## WHAT THE EXERCISE ASKS
The records are to be copied word for word, and the pictures dropped.

┄┄┄┄┄┄┄┄┄┄

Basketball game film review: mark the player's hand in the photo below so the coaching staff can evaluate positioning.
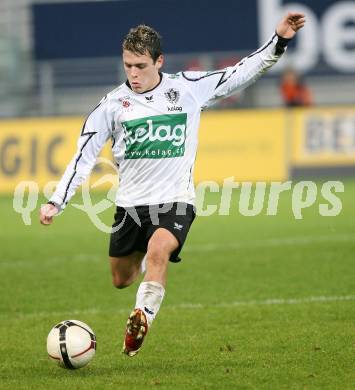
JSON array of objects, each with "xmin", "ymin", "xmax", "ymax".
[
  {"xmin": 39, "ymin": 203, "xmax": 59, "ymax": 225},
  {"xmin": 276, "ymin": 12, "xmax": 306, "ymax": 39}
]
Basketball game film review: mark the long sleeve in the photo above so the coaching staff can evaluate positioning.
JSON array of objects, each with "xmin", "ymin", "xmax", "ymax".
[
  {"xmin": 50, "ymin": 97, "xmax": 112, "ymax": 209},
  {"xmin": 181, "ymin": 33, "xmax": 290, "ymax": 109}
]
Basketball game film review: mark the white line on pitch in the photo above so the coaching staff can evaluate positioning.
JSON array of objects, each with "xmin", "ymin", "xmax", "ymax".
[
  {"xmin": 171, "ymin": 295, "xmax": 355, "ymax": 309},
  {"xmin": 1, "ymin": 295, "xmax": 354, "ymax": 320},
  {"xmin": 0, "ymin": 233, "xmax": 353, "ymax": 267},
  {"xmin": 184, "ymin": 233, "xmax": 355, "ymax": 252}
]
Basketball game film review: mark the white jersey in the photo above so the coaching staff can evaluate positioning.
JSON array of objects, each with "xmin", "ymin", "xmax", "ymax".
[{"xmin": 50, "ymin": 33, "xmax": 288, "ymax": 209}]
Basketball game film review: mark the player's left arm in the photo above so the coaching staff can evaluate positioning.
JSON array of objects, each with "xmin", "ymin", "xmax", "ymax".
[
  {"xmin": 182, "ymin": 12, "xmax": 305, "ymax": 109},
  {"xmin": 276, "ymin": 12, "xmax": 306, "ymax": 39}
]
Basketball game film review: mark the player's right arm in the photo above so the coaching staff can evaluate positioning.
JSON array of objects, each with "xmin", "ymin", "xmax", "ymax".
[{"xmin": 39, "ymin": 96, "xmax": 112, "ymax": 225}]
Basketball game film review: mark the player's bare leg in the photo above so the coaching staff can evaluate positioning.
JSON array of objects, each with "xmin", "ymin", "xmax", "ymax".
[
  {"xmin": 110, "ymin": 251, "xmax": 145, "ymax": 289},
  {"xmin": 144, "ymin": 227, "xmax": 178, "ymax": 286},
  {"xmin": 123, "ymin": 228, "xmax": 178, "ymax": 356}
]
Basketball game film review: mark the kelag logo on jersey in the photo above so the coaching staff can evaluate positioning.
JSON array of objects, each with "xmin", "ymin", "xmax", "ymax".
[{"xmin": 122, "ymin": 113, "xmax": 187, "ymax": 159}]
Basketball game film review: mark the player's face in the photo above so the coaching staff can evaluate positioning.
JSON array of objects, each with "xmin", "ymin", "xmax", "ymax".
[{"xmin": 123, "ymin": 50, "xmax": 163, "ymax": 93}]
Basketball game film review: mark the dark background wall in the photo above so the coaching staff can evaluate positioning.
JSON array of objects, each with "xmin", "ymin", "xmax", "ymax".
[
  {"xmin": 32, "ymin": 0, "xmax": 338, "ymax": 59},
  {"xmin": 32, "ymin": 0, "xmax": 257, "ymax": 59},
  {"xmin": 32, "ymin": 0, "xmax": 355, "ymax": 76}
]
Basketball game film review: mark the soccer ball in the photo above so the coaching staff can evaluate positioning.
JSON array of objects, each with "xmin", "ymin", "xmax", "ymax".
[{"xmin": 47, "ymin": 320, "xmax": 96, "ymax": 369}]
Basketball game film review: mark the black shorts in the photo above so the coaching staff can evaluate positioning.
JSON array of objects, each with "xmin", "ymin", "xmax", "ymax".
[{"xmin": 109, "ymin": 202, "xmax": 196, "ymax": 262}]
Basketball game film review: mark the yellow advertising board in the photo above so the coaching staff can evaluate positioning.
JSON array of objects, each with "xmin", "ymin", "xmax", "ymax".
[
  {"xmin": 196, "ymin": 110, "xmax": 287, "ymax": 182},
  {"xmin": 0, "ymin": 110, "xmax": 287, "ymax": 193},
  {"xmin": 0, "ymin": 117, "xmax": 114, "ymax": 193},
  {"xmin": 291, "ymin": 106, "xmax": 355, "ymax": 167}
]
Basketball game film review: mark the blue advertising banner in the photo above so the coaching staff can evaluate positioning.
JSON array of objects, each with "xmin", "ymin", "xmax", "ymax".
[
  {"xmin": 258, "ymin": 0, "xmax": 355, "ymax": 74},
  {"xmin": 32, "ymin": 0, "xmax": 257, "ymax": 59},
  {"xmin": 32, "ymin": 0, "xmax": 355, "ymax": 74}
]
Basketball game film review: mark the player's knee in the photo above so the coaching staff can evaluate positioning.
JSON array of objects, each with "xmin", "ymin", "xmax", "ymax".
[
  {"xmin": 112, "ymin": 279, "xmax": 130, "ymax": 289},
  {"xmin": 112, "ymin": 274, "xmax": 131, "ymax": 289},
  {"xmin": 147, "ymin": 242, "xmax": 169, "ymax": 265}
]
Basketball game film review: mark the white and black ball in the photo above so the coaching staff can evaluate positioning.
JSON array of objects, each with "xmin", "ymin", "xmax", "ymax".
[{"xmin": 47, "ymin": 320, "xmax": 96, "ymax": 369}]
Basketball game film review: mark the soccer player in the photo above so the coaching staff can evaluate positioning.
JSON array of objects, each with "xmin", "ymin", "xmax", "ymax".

┄┄┄┄┄┄┄┄┄┄

## PROBLEM SOLUTION
Basketball game film review: mark the player's hand in the photo below so the coaching staff can evaluate positioning.
JSON array of objects, each with "xmin", "ymin", "xmax", "ymax".
[
  {"xmin": 39, "ymin": 203, "xmax": 59, "ymax": 225},
  {"xmin": 276, "ymin": 12, "xmax": 306, "ymax": 39}
]
Basketball game film review: mark the long sleeve in the photo above so the coaching staff can evaluate positioning.
JSON array of objects, each with "xmin", "ymin", "xmax", "ymax".
[
  {"xmin": 50, "ymin": 97, "xmax": 112, "ymax": 209},
  {"xmin": 181, "ymin": 33, "xmax": 290, "ymax": 109}
]
Basketball game film review: mark the white line on pitch in the photo above so the coaching staff can evaluate positioning.
JSON array of objects, each with "xmin", "ymin", "xmax", "ymax".
[
  {"xmin": 171, "ymin": 295, "xmax": 355, "ymax": 309},
  {"xmin": 1, "ymin": 295, "xmax": 354, "ymax": 320},
  {"xmin": 0, "ymin": 233, "xmax": 353, "ymax": 267},
  {"xmin": 184, "ymin": 233, "xmax": 355, "ymax": 252}
]
Basketball game film review: mark the white jersey in the photo above so the coaching staff can evaluate positioning.
JSON array of objects, each with "xmin", "ymin", "xmax", "ymax".
[{"xmin": 50, "ymin": 33, "xmax": 288, "ymax": 209}]
Basketball game film review: mark the player's left arm in the photo above so the coaching staff can evaluate positioning.
JSON array of objects, each with "xmin", "ymin", "xmax", "ymax".
[
  {"xmin": 182, "ymin": 12, "xmax": 305, "ymax": 109},
  {"xmin": 276, "ymin": 12, "xmax": 306, "ymax": 39}
]
Basketball game film review: mark the player's right arm in the photo above so the coaching staff can evaluate positioning.
JSON array of objects, each with "xmin", "ymin", "xmax", "ymax".
[{"xmin": 39, "ymin": 96, "xmax": 112, "ymax": 225}]
Basketball game film review: mark the player's bare leg in the photo above so the coaching staff can evaluate positioning.
JSON array of objects, each with "xmin", "ymin", "xmax", "ymax".
[
  {"xmin": 110, "ymin": 251, "xmax": 145, "ymax": 289},
  {"xmin": 144, "ymin": 227, "xmax": 178, "ymax": 286},
  {"xmin": 123, "ymin": 228, "xmax": 178, "ymax": 356}
]
Basketball game film review: mark the kelag logo on jersey in the photo above so the coaching staff can evaluate positioning.
JSON array of objects, each with "xmin", "ymin", "xmax", "ymax".
[{"xmin": 122, "ymin": 113, "xmax": 187, "ymax": 159}]
Basketball game film review: mark the player's face in the photo above so the coaching staff can evaluate positioning.
JSON array of objects, each with "xmin", "ymin", "xmax", "ymax".
[{"xmin": 123, "ymin": 50, "xmax": 163, "ymax": 93}]
Basketball game film review: mark the dark background wall in the photo above so the coaching staff can evaluate positioning.
JSON array of objects, each with "xmin", "ymin", "xmax", "ymax".
[
  {"xmin": 32, "ymin": 0, "xmax": 338, "ymax": 59},
  {"xmin": 32, "ymin": 0, "xmax": 257, "ymax": 59},
  {"xmin": 32, "ymin": 0, "xmax": 355, "ymax": 76}
]
Basketball game film review: mark the soccer ball in the photo above so the coaching staff can evaluate positioning.
JSON array of objects, each with "xmin", "ymin", "xmax", "ymax".
[{"xmin": 47, "ymin": 320, "xmax": 96, "ymax": 369}]
Basketball game film review: mark the black shorts in the photo above so the coaching staff can evaluate positioning.
JSON array of objects, each with "xmin", "ymin", "xmax", "ymax".
[{"xmin": 109, "ymin": 202, "xmax": 196, "ymax": 262}]
Basketball game film review: mark the yellow advertising board in the photo above so the coaching staff can evaluate positioning.
JSON array of objects, each with "xmin", "ymin", "xmax", "ymax".
[
  {"xmin": 196, "ymin": 110, "xmax": 287, "ymax": 182},
  {"xmin": 0, "ymin": 110, "xmax": 287, "ymax": 193},
  {"xmin": 0, "ymin": 117, "xmax": 114, "ymax": 193},
  {"xmin": 291, "ymin": 106, "xmax": 355, "ymax": 167}
]
Basketball game film review: mark the blue advertising banner in the photo above so the coaching staff can evaluate positioning.
JSON array of objects, each with "xmin", "ymin", "xmax", "ymax".
[
  {"xmin": 258, "ymin": 0, "xmax": 355, "ymax": 74},
  {"xmin": 32, "ymin": 0, "xmax": 257, "ymax": 59},
  {"xmin": 32, "ymin": 0, "xmax": 355, "ymax": 74}
]
Basketball game film review: mark the player's knee in the photo above so the coaching staff can evaluate positioning.
JSON array of objects, each with "xmin", "ymin", "xmax", "ymax".
[
  {"xmin": 112, "ymin": 279, "xmax": 130, "ymax": 289},
  {"xmin": 112, "ymin": 274, "xmax": 131, "ymax": 289},
  {"xmin": 147, "ymin": 242, "xmax": 169, "ymax": 265}
]
Basketball game film review: mark the white and black ball in the photo above so the coaching staff can evaluate positioning.
JSON array of objects, each with "xmin", "ymin", "xmax", "ymax".
[{"xmin": 47, "ymin": 320, "xmax": 96, "ymax": 369}]
Basketball game film review: mark the soccer player in the photo above so the coaching staff can evaluate positioning.
JSON array of objects, each with "xmin", "ymin", "xmax", "ymax".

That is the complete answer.